Set down all of the records word for word.

→ **SUPPLIED RECORDS**:
_ _ _ _
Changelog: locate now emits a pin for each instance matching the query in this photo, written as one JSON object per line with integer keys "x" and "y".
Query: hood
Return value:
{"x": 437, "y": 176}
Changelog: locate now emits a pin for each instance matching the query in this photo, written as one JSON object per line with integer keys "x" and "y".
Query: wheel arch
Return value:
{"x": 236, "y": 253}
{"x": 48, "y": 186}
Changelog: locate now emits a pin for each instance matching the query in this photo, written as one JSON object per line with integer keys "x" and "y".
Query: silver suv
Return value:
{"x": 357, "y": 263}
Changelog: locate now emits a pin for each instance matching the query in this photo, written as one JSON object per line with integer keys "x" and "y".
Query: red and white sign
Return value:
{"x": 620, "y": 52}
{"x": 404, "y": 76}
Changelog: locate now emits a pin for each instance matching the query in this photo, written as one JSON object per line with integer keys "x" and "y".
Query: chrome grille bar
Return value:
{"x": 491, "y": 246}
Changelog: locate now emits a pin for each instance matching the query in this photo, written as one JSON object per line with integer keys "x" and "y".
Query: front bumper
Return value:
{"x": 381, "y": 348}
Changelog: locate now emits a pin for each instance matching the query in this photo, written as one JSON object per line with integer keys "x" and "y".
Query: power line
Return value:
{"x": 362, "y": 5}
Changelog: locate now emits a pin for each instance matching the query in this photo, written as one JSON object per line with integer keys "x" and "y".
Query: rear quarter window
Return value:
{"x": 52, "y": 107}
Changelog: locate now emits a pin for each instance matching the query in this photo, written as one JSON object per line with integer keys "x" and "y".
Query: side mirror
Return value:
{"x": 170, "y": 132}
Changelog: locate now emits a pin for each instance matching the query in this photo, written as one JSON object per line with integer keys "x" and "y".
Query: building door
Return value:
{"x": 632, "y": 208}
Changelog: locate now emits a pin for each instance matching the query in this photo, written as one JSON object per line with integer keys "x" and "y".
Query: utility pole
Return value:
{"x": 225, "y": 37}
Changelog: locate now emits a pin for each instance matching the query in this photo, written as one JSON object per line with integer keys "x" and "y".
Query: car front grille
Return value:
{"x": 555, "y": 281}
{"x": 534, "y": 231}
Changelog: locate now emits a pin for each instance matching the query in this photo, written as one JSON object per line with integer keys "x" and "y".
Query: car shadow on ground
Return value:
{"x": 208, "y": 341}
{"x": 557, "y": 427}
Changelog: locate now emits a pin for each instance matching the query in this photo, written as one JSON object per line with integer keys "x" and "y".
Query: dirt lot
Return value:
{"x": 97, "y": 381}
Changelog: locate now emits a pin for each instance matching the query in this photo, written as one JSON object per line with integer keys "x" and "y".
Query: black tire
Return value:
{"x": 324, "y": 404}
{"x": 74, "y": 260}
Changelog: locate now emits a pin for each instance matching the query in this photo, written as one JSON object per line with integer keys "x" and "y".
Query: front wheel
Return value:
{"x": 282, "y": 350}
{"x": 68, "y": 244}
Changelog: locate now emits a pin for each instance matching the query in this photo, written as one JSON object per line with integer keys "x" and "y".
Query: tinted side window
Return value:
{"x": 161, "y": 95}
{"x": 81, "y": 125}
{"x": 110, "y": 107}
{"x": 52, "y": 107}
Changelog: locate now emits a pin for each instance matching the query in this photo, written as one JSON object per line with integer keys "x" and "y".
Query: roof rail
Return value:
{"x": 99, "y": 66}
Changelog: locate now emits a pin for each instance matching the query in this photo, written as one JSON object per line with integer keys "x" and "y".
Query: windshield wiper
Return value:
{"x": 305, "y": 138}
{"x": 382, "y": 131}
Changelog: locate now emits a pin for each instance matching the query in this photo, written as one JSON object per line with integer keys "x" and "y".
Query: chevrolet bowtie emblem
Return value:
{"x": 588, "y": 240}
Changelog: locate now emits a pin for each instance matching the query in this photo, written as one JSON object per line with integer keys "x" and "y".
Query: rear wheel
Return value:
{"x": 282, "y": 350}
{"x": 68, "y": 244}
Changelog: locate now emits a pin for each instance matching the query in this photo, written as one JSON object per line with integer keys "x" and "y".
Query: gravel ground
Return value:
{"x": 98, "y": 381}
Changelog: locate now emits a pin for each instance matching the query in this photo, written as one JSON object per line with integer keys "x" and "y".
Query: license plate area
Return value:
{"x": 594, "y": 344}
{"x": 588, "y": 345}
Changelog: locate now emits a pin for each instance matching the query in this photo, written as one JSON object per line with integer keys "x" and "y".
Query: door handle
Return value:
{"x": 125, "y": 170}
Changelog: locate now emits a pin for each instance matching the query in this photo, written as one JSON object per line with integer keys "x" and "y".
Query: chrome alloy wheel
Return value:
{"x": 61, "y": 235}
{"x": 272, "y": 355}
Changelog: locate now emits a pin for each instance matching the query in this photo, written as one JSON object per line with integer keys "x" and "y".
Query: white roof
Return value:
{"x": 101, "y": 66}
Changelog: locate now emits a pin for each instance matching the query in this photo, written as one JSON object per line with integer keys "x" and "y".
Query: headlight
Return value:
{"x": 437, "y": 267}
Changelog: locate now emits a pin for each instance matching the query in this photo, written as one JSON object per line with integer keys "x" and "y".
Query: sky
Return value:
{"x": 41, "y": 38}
_ _ _ _
→ **WRITTEN ANSWER**:
Changelog: locate now emits a pin for each instance matching the query in this photo, written as one JSON object per line with integer keys "x" and "y".
Query: hood
Return value:
{"x": 437, "y": 176}
Changelog: locate now emits a pin for each instance matching the query in this photo, written as one JSON object per line with integer keys "x" and "y".
Query: wheel arch
Return value:
{"x": 236, "y": 253}
{"x": 48, "y": 186}
Changelog: locate now emits a pin for each instance matching the query in this photo, written as one JSON object per line with integer keys "x" and "y".
Query: silver suv
Return value:
{"x": 357, "y": 263}
Changelog: locate now emits a pin for each instance matching the query in this photo, written as one JSON object per line with integer keys "x" and "y".
Query: red and white sign
Return value:
{"x": 620, "y": 52}
{"x": 404, "y": 76}
Changelog: locate now emits a pin for each instance matching the query in this photo, written as one JSON object per line with integer keys "x" and "y".
Query: chrome grille bar
Return value:
{"x": 491, "y": 246}
Changelog: locate now emits a pin for each instance matching the query in this photo, written as one JSON object per line with integer keys "x" and "y".
Query: front bumper
Return value:
{"x": 381, "y": 348}
Changelog: locate now emits a pin for each instance matching the query in this photo, written as one JSON object per line with integer keys "x" and "y".
Query: power line
Return value:
{"x": 362, "y": 5}
Changelog: locate now emits a pin for each instance matching the query in this photo, written as one JSON object per line with integer keys "x" and "y".
Query: rear quarter window
Return value:
{"x": 52, "y": 107}
Changelog: locate now emits a pin for each instance matching the query in this photo, written as one JSON object per line with integer keys "x" and "y".
Query: side mirror
Return value:
{"x": 170, "y": 132}
Changelog: locate now emits a pin for each instance matching the query in this photo, written as one JSON object per line with integer keys "x" and "y".
Query: building door
Return value:
{"x": 632, "y": 208}
Changelog: locate now emits a pin for each instance matching the query in this photo, written as one JSON object per line with integer keys "x" and "y".
Query: utility pole
Return value:
{"x": 225, "y": 37}
Changelog: locate now emits a pin for each instance matching the query in this photo, written as one JSON object per line with integer keys "x" and "y".
Query: car front grille
Return value:
{"x": 555, "y": 281}
{"x": 534, "y": 231}
Changelog: locate now emits a pin for each instance matching the query in this photo, written as one JSON object per line with integer keys "x" and "y".
Query: car shadow on ground
Return value:
{"x": 208, "y": 341}
{"x": 557, "y": 427}
Changelog: locate now emits a pin for each instance matching the query in this photo, written as one JSON object per line with integer keys "x" and "y".
Query: dirt lot
Return value:
{"x": 97, "y": 381}
Changelog: locate now emits a pin for each instance matching the query in this photo, written as one JSON object per line with integer keys "x" and "y".
Query: black tire
Return value:
{"x": 324, "y": 404}
{"x": 74, "y": 260}
Changelog: locate now emits a pin for each instance matching the query in this photo, written as one JSON object per line with integer keys "x" and "y".
Query: front wheel
Return value:
{"x": 282, "y": 350}
{"x": 68, "y": 244}
Changelog: locate now emits a pin for each instance matching the query in this photo, written as one JSON object per line with integer keys "x" and "y".
Query: tinted side window
Return value:
{"x": 161, "y": 95}
{"x": 81, "y": 125}
{"x": 110, "y": 107}
{"x": 52, "y": 107}
Changelog: locate now emits a pin for each instance matching the query in this photo, written as one JSON object per line with integer keys "x" and "y".
Query: roof rail
Return value:
{"x": 99, "y": 66}
Changelog: locate now emits a pin for each instance matching the query in this photo, written as one JSON object per line with integer keys "x" and "y".
Query: windshield wiper
Return value:
{"x": 305, "y": 138}
{"x": 382, "y": 131}
Changelog: locate now emits a pin for each instance matching the query in this photo, written as one JSON object per line with integer keys "x" and "y".
Query: chevrolet bowtie emblem
Return value:
{"x": 588, "y": 240}
Changelog: locate now emits a pin for each instance matching the query in this photo, written as one JSON object per line with integer keys "x" and "y".
Query: rear wheel
Return value:
{"x": 282, "y": 350}
{"x": 68, "y": 244}
Changelog: locate now emits a pin for each instance matching the query in this photo, written as one JSON object per line with integer keys "x" and "y".
Query: gravel ground
Return value:
{"x": 98, "y": 381}
Changelog: locate now emits a pin for each instance matching the query in this photo, written as one JSON object per line with integer keys "x" and "y".
Query: license plate area
Return value:
{"x": 594, "y": 344}
{"x": 588, "y": 345}
Changelog: locate now emits a pin for each instance matching the query in this photo, written as one JSON object per line with integer keys "x" and "y".
Query: door handle
Return value:
{"x": 125, "y": 170}
Changelog: locate now emits a pin for each instance matching the query in this photo, written as one JSON object per line with integer keys "x" and "y".
Query: chrome alloy wheel
Return value:
{"x": 61, "y": 235}
{"x": 272, "y": 355}
Changelog: locate now emits a pin for each instance matching the query in this photo, written as one JSON object per line with integer keys "x" and "y".
Query: white roof
Return value:
{"x": 101, "y": 66}
Changelog: locate now emits a pin for each instance matching the query in this photo, written as one JSON object per line with integer keys "x" and "y".
Query: headlight
Return value:
{"x": 437, "y": 267}
Changelog: locate now emits a pin for each instance matching the query in this photo, written as one JSON object per line with integer keys "x" and "y".
Query: sky
Return value:
{"x": 41, "y": 38}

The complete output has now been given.